My Move to Improving Enterprises, Part 1

This blog article has turned into a ridiculously long posting that I’m splitting into 2, possibly 3 parts. The series pretty much recaps what I did at the College of Architecture and what I’m doing at Improving Enterprises. Enjoy!

For those who have been following my Twitter stream, I am no longer employed by the College of Architecture at Texas A&M University. I have joined the ranks of Improving Enterprises (@improving on Twitter) as a Consultant! I have been a consultant for quite some time. My consulting started with my business, Cerberus, then with the work I did on behalf of CIS Customer Applications, and finally consulting on my own. There were several reasons why I decided to leave the university, and continuing down the path of being a consultant was certainly one of them. In this post, I plan on discussing some of the reasons why I left the university, and what life has been like at Improving Enterprises since I’ve left. My tenure at the College of Architecture was fun and exciting (initially) and we (the IT team) managed to completely revamp our infrastructure from the ground-up. When we inherited the infrastructure after the latest IT team turnover, it was in a very poor situation. There was no redundancy between services, no high availability, and no scalability. There was a single web server, a single Microsoft Exchange server, a couple of domain controllers, a single DHCP server, and two separate file servers. Some of these servers were dedicated hosts, and some of them were hosted using VMware Server. Backups were failing intermittently. The infrastructure was expect to support close to 250 faculty and staff and around 1500 students, and it goes without saying that it was struggling to do so.

* _Data_:
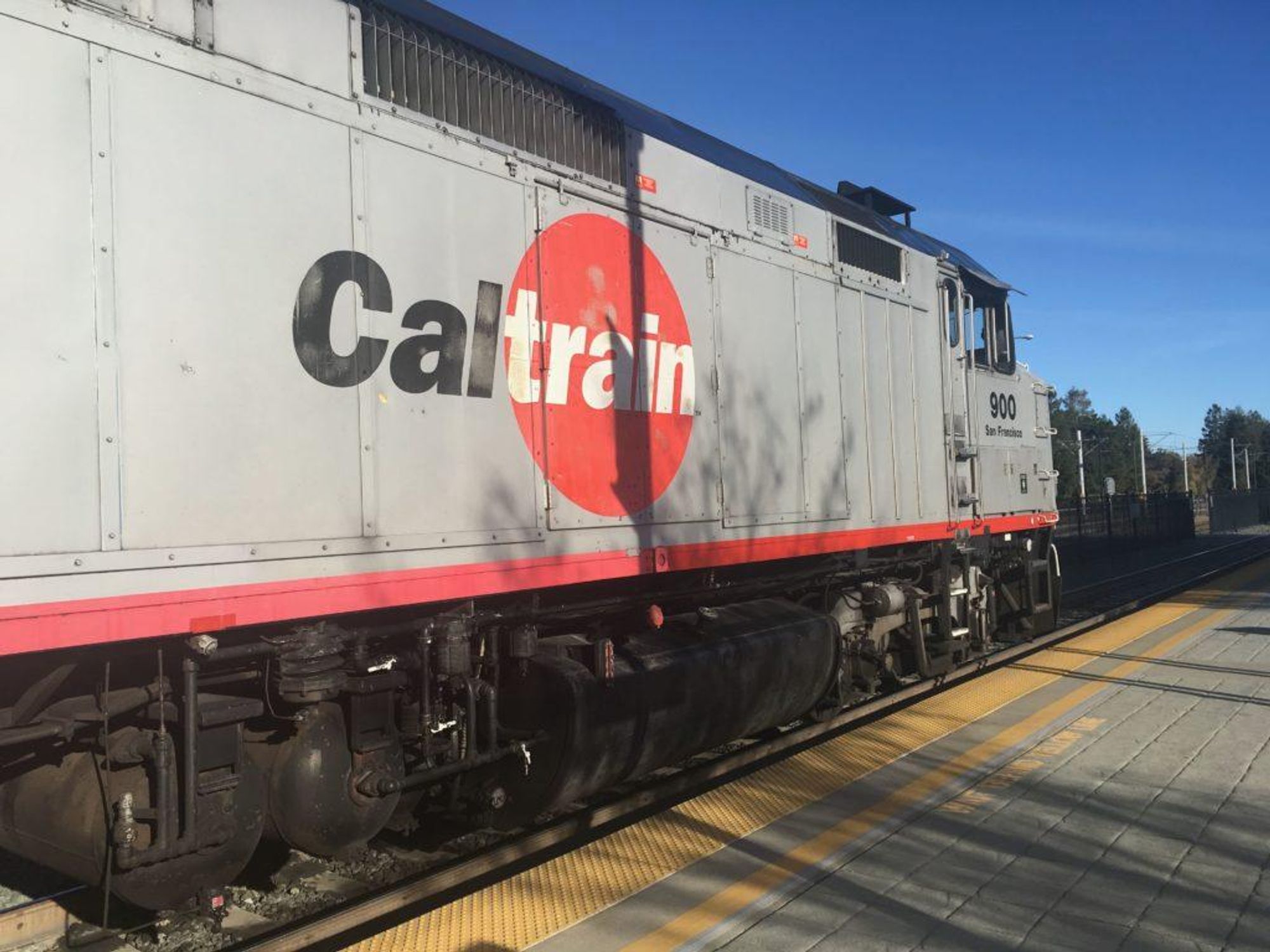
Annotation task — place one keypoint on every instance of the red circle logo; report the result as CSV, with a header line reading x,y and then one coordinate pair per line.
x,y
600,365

* _The tasks_:
[a] Put this sentence from the blog post into Spanish: "Backups were failing intermittently."
[b] In the blog post, what is the name of the business where the writer's consulting began?
[c] Write out everything in the blog post from "This blog article" down to "Improving Enterprises. Enjoy!", swapping "ridiculously" for "remarkably".
Please draw only on the blog post, not the material.

* _Responses to the exercise_:
[a] Las copias de seguridad fallaban de forma intermitente.

[b] Cerberus

[c]
This blog article has turned into a remarkably long posting that I’m splitting into 2, possibly 3 parts. The series pretty much recaps what I did at the College of Architecture and what I’m doing at Improving Enterprises. Enjoy!